- _課題内容_: 外出禁止下でのノルマンディー行きを記した文章のうち、「私も恐る恐るノルマンディーの家に行ってみることにした。」から「の重苦しい緊張感はなかった。」まで（両端の語句を含む）を一字一句違えずに書き写してください。

コロナが始まって外出禁止になった直後は、自分の家間の行き来について政府はまだ厳しく言わなかったので、パリからブルターニュの小さな島に別荘を持っている人々が押し寄せているというようなことを聞いた。

私も恐る恐るノルマンディーの家に行ってみることにした。

サンラザール駅までガラガラのバスに乗り、駅でも電車の中でも特にコントロールされることもなく、私は二つの川のあるノルマンディーの小さな街の家までたどり着くことができた。

街行く人々はマスクをしているものの、人密度は少なく感染者も少ないので、パリでの重苦しい緊張感はなかった。

- _記録一覧_:
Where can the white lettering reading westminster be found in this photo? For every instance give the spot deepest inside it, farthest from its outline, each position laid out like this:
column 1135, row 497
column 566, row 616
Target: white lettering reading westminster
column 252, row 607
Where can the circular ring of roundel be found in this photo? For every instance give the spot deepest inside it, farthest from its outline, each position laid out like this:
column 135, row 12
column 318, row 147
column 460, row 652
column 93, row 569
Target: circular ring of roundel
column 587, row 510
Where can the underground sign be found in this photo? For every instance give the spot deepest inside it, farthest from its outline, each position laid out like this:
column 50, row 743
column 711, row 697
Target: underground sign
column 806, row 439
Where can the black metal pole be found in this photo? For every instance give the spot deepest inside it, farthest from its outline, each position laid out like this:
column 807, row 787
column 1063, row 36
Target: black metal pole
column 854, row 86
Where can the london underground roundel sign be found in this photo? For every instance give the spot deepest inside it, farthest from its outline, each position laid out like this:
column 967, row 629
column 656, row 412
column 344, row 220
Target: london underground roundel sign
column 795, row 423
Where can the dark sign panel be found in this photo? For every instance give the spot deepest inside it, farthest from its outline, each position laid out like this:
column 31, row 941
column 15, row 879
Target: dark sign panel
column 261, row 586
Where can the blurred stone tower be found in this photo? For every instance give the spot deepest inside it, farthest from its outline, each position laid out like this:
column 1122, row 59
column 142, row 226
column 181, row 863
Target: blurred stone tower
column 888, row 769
==
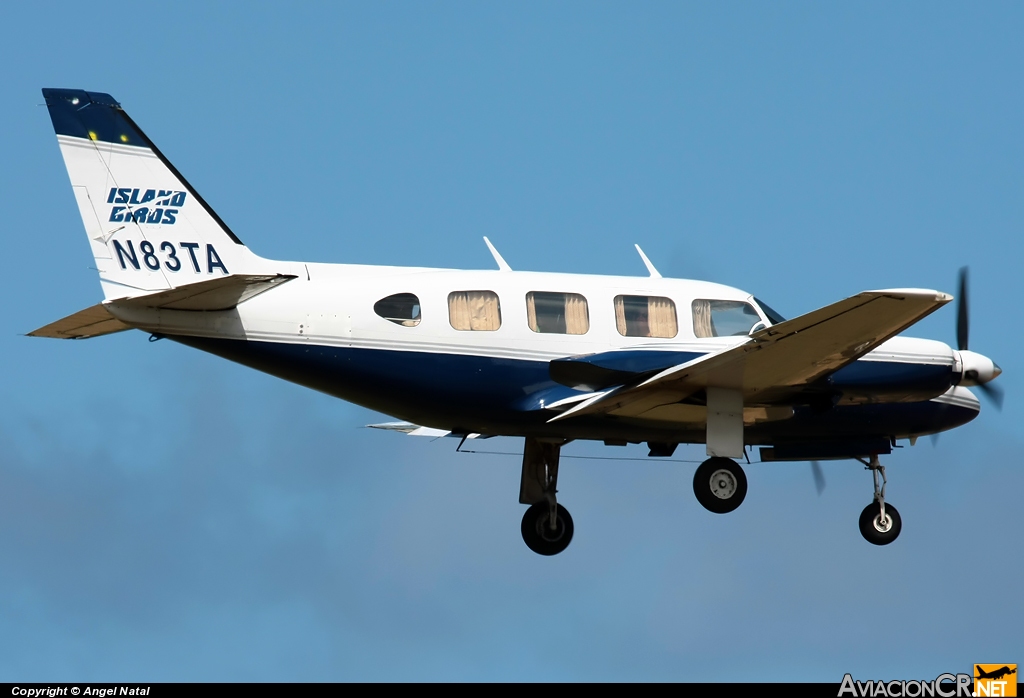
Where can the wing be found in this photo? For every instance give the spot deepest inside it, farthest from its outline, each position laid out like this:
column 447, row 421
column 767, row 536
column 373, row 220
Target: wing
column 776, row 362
...
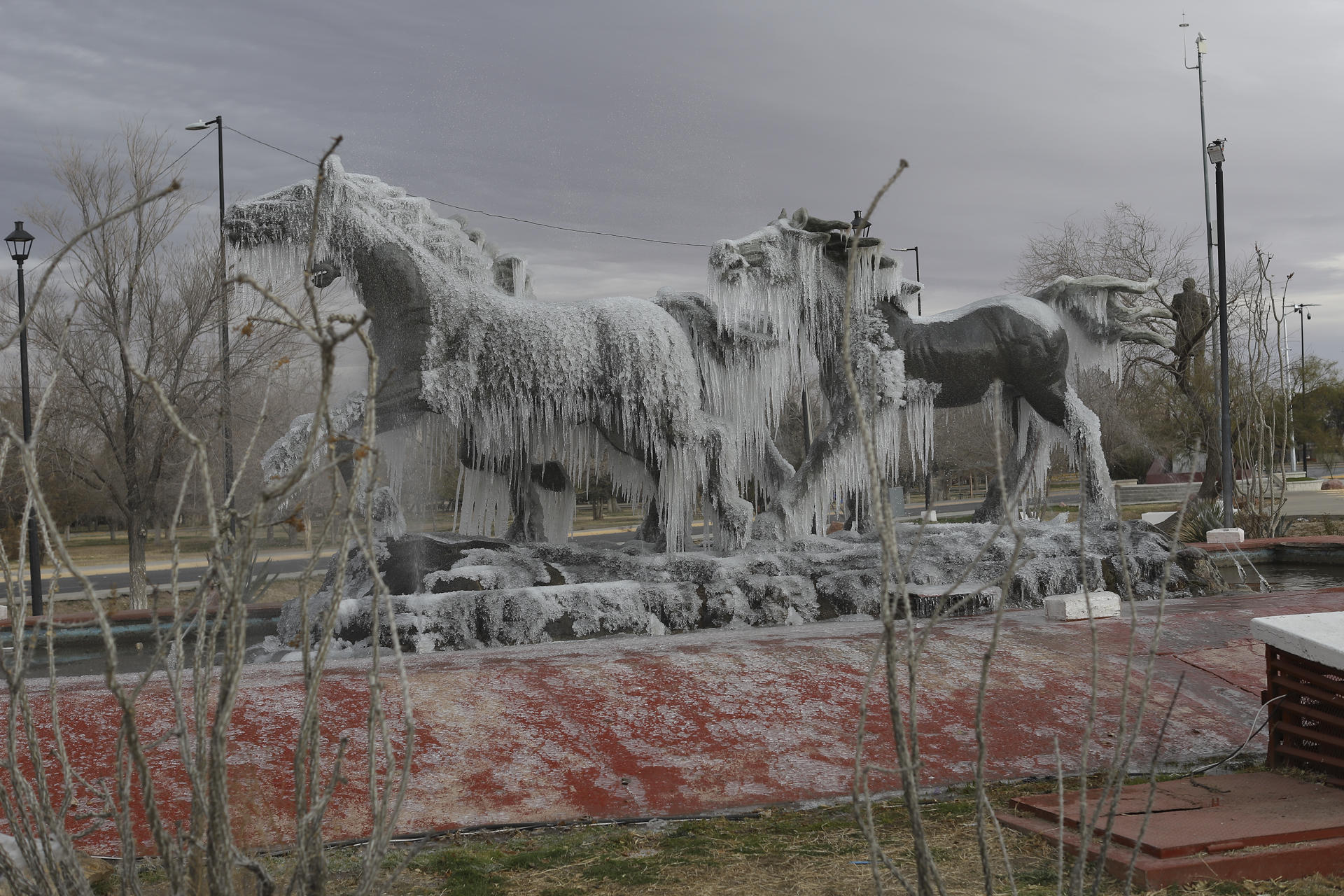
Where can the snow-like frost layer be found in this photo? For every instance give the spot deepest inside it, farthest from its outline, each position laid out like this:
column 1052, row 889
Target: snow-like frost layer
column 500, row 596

- _出力全文_:
私も恐る恐るノルマンディーの家に行ってみることにした。

サンラザール駅までガラガラのバスに乗り、駅でも電車の中でも特にコントロールされることもなく、私は二つの川のあるノルマンディーの小さな街の家までたどり着くことができた。

街行く人々はマスクをしているものの、人密度は少なく感染者も少ないので、パリでの重苦しい緊張感はなかった。